-- start Document segment --
The trial court found that, due to John's move to Washington,joint decision-
making was now in the best interest of the child. The final order stated in pertinent
part:
The Court finds the father's relocation to Washington is a substantial
change of circumstances and it is in the best interests of the child for
the parties to have joint decision[-making. The court finds the
decision[-]making provisions in the Georgia order have not been
followed by the mother with respect to her duty to consider and
engage in meaningful discussion with the father. In fairness, the
father acquiesced to much such decision[-]making, but has stepped
up to request more involvement since his move to Washington.
The court essentially adopts the parenting evaluator's suggestions
for a method of dispute resolution where the parties are unable to
agree, and that is reflected in the parenting plan entered this date.
The parties themselves are amenable to the use of a parenting
coach, and arbitration for unresolved disputes, which bodes well for
its effectiveness.
The trial court relied on Dr. Hutchins-Cook evaluation and recommendations.
-- end Document segment --
## Written task 1:
Could you set down the part of the custody ruling that begins at "The trial court found" and ends after "entered this date.", copied word for word?
## Written task 2:
Can you resume the custody ruling text from the point where it stops?
-- start Data shown --
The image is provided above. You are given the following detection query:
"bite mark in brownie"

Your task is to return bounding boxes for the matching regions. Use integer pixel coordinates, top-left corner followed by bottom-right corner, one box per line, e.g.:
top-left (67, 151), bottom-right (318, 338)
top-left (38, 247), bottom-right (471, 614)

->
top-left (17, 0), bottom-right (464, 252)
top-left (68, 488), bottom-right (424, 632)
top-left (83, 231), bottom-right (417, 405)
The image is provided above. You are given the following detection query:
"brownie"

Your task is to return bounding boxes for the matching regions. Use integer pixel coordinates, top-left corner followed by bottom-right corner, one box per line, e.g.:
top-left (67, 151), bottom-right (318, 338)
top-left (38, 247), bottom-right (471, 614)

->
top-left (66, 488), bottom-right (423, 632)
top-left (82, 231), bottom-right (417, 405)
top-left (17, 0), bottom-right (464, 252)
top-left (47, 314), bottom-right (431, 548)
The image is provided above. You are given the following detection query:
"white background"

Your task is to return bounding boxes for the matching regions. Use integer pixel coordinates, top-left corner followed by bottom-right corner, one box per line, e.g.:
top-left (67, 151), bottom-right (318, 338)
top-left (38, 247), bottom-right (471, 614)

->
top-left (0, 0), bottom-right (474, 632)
-- end Data shown --
## Exercise response 1:
The trial court found that, due to John's move to Washington,joint decision-
making was now in the best interest of the child. The final order stated in pertinent
part:
The Court finds the father's relocation to Washington is a substantial
change of circumstances and it is in the best interests of the child for
the parties to have joint decision[-making. The court finds the
decision[-]making provisions in the Georgia order have not been
followed by the mother with respect to her duty to consider and
engage in meaningful discussion with the father. In fairness, the
father acquiesced to much such decision[-]making, but has stepped
up to request more involvement since his move to Washington.
The court essentially adopts the parenting evaluator's suggestions
for a method of dispute resolution where the parties are unable to
agree, and that is reflected in the parenting plan entered this date.

## Exercise response 2:
Regarding decision-making, the evaluation states:
Counselors for both Tina and John report that their clients are making
improvements in the areas of refraining from focusing on the other
parent or their anger and disappointment with the other parent. This
benefits their communication. Better communication between the
parents is supportive of Ella.
The information I have gathered leads me to the conclusion that Ella
would benefit from a change in the joint decision-making provision of
the Georgia Parenting Plan. A review of the e[-]mail threads
provided earlier in this report demonstrates non-compliance by Tina.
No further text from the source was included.